Oh no.. You're not back to jordyboy99 are you...
I have a feeling actually Shakespeare used it, can't remember where though, but it's honestly quite a common word in the Midlands, I'm just looking at various dictionaries and none have them have the definition as is used locally yet. Still looking lol :)
Where do you class as the 'midlands' ? I live in Staffordshire
Jordy - Let's not get invloved in what was said yesterday beyond the fact that you and I *both* know who you were meaning.....and why.

You swing between putting up inoffensive threads on which there is fun to be had, and making pointed, quite spiteful posts for no other reason than to stir the pot.

Only one of those sorts of post gets regularly removed....
// The dialect of the Black Country area.
Word: Cotter. Meaning: have no cotter with him (have nothing to do with him). //
Midlands let's go 70 mile radius of Birmingham but truthfully dialect alters drastically in 10 miles in some cases. I'm from Herefordshire and certainly they use around here likewise Worcestershire and Black Country, but I would have expected it to be easily understood across the whole midlands and in fact country, but obviously it's not used further afield. you can basically put cotter anywhere you can put 'truck'. 'I'm not having any truck with him' for example would work as well saying 'I'm not having any cotter with him' meaning I'm not putting up with his nonsense.
------
[Given request 1]
In the forum thread about the word "cotter," which word does one poster say "cotter" can stand in for anywhere?

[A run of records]
------
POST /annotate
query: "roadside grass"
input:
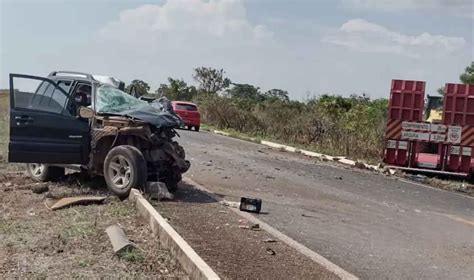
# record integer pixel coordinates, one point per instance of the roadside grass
(133, 255)
(120, 210)
(77, 225)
------
[Given request 2]
Please set down the listing above line for line, without any change, but leave the picture out.

[Exercise response 1]
"Truck."

[Exercise response 2]
POST /annotate
query: "roadside grass"
input:
# record integer pixel coordinates, one point per instance of the roadside grass
(133, 255)
(120, 210)
(77, 225)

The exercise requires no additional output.